■ **Information given**:
◆ ◆ ◆
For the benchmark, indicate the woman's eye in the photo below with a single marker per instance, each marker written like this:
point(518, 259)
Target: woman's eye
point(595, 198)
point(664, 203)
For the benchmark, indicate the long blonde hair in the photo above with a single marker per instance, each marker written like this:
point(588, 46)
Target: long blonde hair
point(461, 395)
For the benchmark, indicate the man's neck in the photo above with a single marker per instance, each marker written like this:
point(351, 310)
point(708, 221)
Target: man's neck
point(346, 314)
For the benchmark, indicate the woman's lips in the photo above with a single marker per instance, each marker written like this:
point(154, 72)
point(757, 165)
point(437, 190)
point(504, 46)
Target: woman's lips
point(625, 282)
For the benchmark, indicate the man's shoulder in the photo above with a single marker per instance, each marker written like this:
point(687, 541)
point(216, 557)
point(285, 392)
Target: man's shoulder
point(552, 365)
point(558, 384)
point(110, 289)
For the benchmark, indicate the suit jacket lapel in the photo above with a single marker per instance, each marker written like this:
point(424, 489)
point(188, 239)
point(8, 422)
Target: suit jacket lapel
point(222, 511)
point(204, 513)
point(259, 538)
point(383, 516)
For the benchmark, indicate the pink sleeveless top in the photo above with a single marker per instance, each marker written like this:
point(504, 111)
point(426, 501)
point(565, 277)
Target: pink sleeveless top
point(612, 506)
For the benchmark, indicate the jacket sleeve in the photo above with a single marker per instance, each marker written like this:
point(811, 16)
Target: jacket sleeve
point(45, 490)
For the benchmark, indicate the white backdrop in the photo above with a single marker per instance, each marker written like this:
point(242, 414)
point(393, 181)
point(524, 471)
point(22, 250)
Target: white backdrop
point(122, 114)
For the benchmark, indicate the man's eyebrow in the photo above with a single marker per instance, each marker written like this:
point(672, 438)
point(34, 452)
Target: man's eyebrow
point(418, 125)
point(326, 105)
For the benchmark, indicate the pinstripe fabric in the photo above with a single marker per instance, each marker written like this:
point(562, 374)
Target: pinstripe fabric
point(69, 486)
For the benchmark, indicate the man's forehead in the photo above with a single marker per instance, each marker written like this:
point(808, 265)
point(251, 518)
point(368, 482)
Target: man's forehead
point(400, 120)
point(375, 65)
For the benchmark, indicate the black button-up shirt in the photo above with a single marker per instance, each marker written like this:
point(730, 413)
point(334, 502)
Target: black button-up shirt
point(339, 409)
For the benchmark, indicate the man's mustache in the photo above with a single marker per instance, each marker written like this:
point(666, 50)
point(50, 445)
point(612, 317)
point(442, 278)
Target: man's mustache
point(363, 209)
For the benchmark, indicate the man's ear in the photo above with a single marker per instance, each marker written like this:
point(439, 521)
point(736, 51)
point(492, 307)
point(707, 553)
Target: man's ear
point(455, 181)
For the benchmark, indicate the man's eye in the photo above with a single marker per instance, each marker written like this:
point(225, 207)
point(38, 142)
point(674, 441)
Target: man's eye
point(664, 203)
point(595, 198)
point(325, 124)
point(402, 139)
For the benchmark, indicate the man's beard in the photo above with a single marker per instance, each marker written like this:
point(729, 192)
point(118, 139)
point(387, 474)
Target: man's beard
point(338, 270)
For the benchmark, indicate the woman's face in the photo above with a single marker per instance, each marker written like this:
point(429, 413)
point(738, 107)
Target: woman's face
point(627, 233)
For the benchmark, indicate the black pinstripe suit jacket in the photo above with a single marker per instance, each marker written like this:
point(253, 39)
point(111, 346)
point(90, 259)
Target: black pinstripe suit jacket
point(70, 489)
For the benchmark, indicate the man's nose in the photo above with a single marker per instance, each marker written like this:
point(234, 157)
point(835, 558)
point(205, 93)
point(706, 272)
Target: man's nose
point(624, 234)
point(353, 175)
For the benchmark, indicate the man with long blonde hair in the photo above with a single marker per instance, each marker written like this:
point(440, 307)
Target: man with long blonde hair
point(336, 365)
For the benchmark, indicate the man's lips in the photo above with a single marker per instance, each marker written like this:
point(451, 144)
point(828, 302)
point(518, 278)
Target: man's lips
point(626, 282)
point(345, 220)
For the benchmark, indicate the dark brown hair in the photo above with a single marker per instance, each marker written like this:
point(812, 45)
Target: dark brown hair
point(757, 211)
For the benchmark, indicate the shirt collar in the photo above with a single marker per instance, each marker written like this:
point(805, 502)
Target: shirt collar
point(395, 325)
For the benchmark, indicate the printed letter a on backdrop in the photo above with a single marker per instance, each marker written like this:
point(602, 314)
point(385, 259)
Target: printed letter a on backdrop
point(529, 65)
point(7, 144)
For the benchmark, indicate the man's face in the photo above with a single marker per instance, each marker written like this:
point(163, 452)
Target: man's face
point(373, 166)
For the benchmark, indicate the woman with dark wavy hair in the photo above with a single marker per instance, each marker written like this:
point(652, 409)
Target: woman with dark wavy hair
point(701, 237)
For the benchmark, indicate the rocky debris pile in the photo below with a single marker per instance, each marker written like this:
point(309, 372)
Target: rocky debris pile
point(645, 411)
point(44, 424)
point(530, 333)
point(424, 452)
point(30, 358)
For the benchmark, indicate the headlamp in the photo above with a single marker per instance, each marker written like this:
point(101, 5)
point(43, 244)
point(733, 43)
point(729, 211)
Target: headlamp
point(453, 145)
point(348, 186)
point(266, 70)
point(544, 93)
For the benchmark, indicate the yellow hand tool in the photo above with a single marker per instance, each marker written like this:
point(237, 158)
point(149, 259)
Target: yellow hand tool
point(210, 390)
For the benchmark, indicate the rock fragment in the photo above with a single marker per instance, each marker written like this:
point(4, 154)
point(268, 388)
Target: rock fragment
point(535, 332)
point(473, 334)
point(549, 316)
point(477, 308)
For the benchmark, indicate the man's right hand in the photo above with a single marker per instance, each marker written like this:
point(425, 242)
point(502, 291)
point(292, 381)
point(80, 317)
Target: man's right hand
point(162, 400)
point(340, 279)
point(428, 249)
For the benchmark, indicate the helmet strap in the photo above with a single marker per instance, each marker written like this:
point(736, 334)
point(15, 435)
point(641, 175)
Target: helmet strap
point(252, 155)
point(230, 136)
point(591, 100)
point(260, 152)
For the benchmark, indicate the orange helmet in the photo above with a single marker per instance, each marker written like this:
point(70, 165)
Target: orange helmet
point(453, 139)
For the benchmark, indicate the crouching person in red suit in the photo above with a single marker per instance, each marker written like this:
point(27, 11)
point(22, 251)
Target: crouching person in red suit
◆ ◆ ◆
■ **To do**:
Print all of the material above once more, line for line, with no changes.

■ **Exercise solution**:
For the benchmark, indicate the woman's eye in the photo below with a single marker per instance, each marker written like this:
point(518, 259)
Target: woman's eye
point(595, 198)
point(664, 203)
For the benchmark, indicate the long blonde hair in the photo above with a single marker per instance, each marker written like this:
point(588, 46)
Target: long blonde hair
point(461, 395)
For the benchmark, indicate the man's neck in the photo above with a single marker per instance, each marker written like this:
point(351, 310)
point(708, 221)
Target: man's neck
point(346, 314)
For the benchmark, indicate the woman's lips in the photo above with a single marker per instance, each marker written like this:
point(154, 72)
point(757, 165)
point(437, 190)
point(504, 46)
Target: woman's lips
point(625, 282)
For the benchmark, indicate the man's shoulder in the photo above with a single marker per instance, each marker written like this:
point(687, 541)
point(216, 557)
point(285, 392)
Target: man's shoulder
point(552, 365)
point(558, 384)
point(110, 289)
For the benchmark, indicate the suit jacket lapel in the photo above with a single marker per instance, each marker written like this:
point(424, 489)
point(188, 239)
point(8, 422)
Target: suit jacket lapel
point(222, 511)
point(204, 513)
point(259, 538)
point(383, 516)
For the benchmark, indicate the pink sleeveless top in the photo above with a single marker per instance, each marker written like this:
point(504, 111)
point(426, 501)
point(565, 277)
Target: pink sleeveless top
point(612, 506)
For the benchmark, indicate the jacket sleeve in the photo above with a single marker per instance, each marker written like this:
point(811, 16)
Target: jacket sleeve
point(45, 490)
For the benchmark, indicate the white backdrop in the photo above with a single marker per instance, each marker written like this:
point(242, 414)
point(393, 181)
point(524, 471)
point(22, 250)
Target: white backdrop
point(122, 114)
For the benchmark, indicate the man's eyebrow in the photo above with a single marker per instance, each marker written like this:
point(672, 438)
point(34, 452)
Target: man's eyebrow
point(418, 125)
point(326, 105)
For the benchmark, indicate the pinstripe fabric in the photo above with a single marker per instance, each marker written like this:
point(562, 374)
Target: pinstripe fabric
point(69, 486)
For the benchmark, indicate the man's forehead in the photo above with a single marker per instance, each marker written like this:
point(808, 265)
point(251, 518)
point(368, 482)
Target: man's forehead
point(400, 120)
point(375, 65)
For the benchmark, indicate the black button-up shirt in the photo above with a single marker per instance, each marker written like this:
point(730, 413)
point(334, 502)
Target: black button-up shirt
point(339, 409)
For the benchmark, indicate the man's mustache in the photo above with a single marker per instance, each marker written like this:
point(666, 50)
point(50, 445)
point(612, 317)
point(442, 278)
Target: man's mustache
point(363, 209)
For the benchmark, indicate the man's ear in the photo above with a single marker per instance, each marker written like this:
point(439, 521)
point(736, 51)
point(492, 307)
point(707, 553)
Target: man's ear
point(455, 181)
For the benchmark, indicate the man's eye in the photo above with a single marker per instance, each marker written like this:
point(225, 207)
point(38, 142)
point(674, 441)
Target: man's eye
point(664, 203)
point(595, 198)
point(325, 124)
point(402, 139)
For the benchmark, indicate the man's beard in the photo above with a single marker per instance, each marker written like this:
point(729, 192)
point(118, 139)
point(387, 474)
Target: man's beard
point(338, 270)
For the benchmark, indicate the woman's face in the photo above with a single marker per instance, each marker written like this:
point(429, 413)
point(738, 107)
Target: woman's face
point(627, 233)
For the benchmark, indicate the black pinstripe suit jacket in the photo above with a single marker per instance, each marker written like this:
point(253, 39)
point(111, 346)
point(90, 259)
Target: black pinstripe suit jacket
point(70, 489)
For the benchmark, indicate the man's nose in the photo above with a single marker per instance, each marker written like this:
point(234, 157)
point(835, 558)
point(205, 93)
point(706, 272)
Target: man's nose
point(624, 234)
point(353, 175)
For the benchmark, indicate the man with long blonde hair in the photo above with a single marker per instance, each marker written like this:
point(440, 307)
Target: man with long blonde hair
point(336, 365)
For the benchmark, indicate the man's lips in the photo above with a single marker per instance, each marker written like this:
point(451, 144)
point(828, 302)
point(518, 278)
Target: man's lips
point(626, 282)
point(345, 220)
For the benchmark, indicate the dark brown hair in the photo above with a single marker per instance, each marker written like this:
point(812, 45)
Target: dark brown hair
point(757, 211)
For the benchmark, indicate the shirt collar in the photo above with a single marker per instance, each marker written like this:
point(805, 502)
Target: shirt collar
point(395, 325)
For the benchmark, indicate the printed letter a on backdrop in the photo above with a single marker per instance, each marker written like this:
point(602, 314)
point(385, 259)
Target: printed letter a on backdrop
point(529, 65)
point(7, 144)
For the benchmark, indicate the man's face in the photo above with a single marker per instance, each marker written like this:
point(163, 452)
Target: man's face
point(373, 166)
For the benchmark, indicate the woman with dark wavy hair in the photo above with a single marker per instance, each marker written like this:
point(652, 409)
Target: woman with dark wavy hair
point(701, 237)
For the benchmark, indicate the rocky debris pile in the photo below with a single marker per instance, each marker written like this:
point(309, 372)
Target: rocky debris pile
point(645, 411)
point(44, 424)
point(530, 333)
point(424, 452)
point(30, 358)
For the benchmark, indicate the headlamp in the photo above with a single marker per instance, each marker written like this:
point(101, 5)
point(43, 244)
point(733, 43)
point(729, 211)
Target: headlamp
point(453, 145)
point(348, 186)
point(266, 70)
point(544, 93)
For the benchmark, indicate the yellow hand tool in the photo above with a single marker per instance, each marker written like this:
point(237, 158)
point(149, 259)
Target: yellow hand tool
point(210, 390)
For the benchmark, indicate the rock fragment in the photo above with a single marker per instance, each marker written like this:
point(4, 154)
point(268, 388)
Target: rock fragment
point(535, 332)
point(473, 334)
point(549, 316)
point(477, 308)
For the benchmark, indicate the man's right hand in the photo above with a single marker per instance, each marker written like this:
point(425, 242)
point(502, 291)
point(292, 381)
point(80, 317)
Target: man's right hand
point(162, 400)
point(340, 279)
point(428, 249)
For the benchmark, indicate the helmet strap in the photo above with a single marker per instance, each marker written like this:
point(736, 334)
point(15, 435)
point(641, 175)
Target: helmet strap
point(252, 155)
point(230, 136)
point(591, 100)
point(260, 152)
For the benchmark, indicate the orange helmet in the photo above with a single marker per instance, each marker written like this:
point(70, 165)
Target: orange helmet
point(453, 139)
For the benchmark, indicate the crouching person in red suit in the photo above with a single marker per instance, each marker written like this:
point(27, 11)
point(22, 251)
Target: crouching person in red suit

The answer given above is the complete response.